- Record set

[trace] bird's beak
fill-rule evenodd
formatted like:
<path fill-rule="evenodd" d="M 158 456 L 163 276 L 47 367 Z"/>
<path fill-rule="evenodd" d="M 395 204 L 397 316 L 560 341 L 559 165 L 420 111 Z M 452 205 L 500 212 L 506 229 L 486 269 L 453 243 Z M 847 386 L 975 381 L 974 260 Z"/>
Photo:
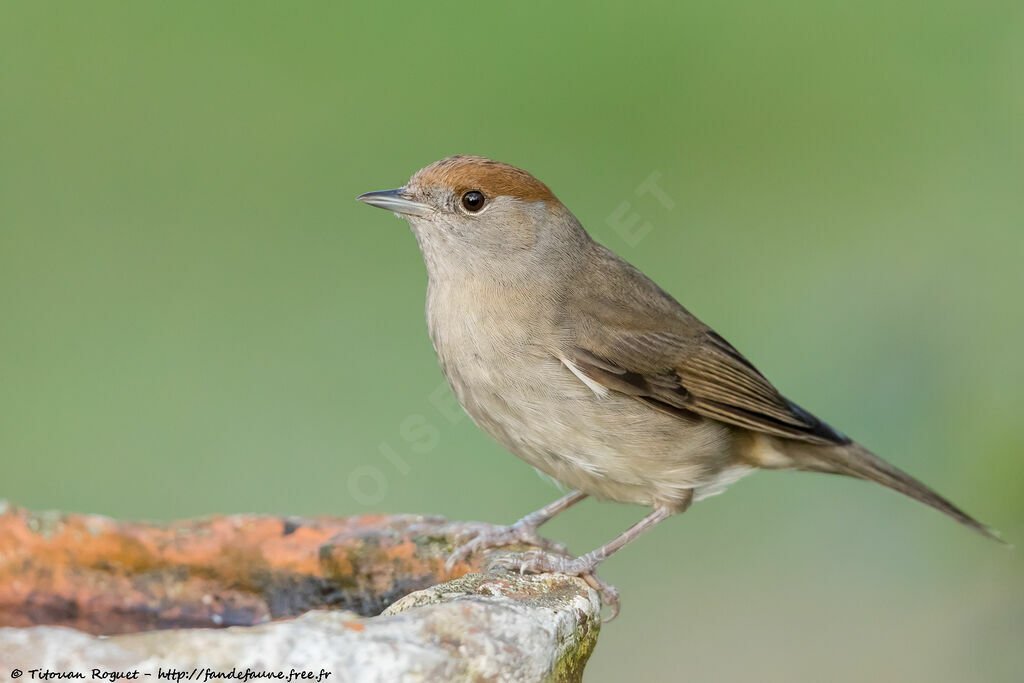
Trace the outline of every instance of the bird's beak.
<path fill-rule="evenodd" d="M 428 213 L 433 213 L 434 211 L 433 207 L 428 204 L 421 204 L 409 199 L 406 196 L 404 187 L 382 189 L 379 193 L 367 193 L 366 195 L 359 195 L 355 199 L 370 206 L 387 209 L 388 211 L 394 211 L 407 216 L 426 216 Z"/>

- Exercise details
Please rewrite all of the data above with "bird's beak" changed to "bird's bill" wherever it occurs, keeping everything else the same. Leave the pictures out of your answer.

- Full output
[trace] bird's bill
fill-rule evenodd
formatted like:
<path fill-rule="evenodd" d="M 158 456 L 163 276 L 47 367 Z"/>
<path fill-rule="evenodd" d="M 395 204 L 397 316 L 560 341 L 559 165 L 420 111 Z M 452 205 L 500 212 L 506 229 L 486 269 L 453 243 Z M 847 386 L 975 381 L 974 260 Z"/>
Photo:
Trace the outline of every instance of the bird's bill.
<path fill-rule="evenodd" d="M 428 213 L 433 213 L 434 211 L 433 207 L 428 204 L 421 204 L 409 199 L 406 196 L 404 187 L 382 189 L 379 193 L 367 193 L 366 195 L 359 195 L 355 199 L 370 206 L 387 209 L 388 211 L 394 211 L 407 216 L 426 216 Z"/>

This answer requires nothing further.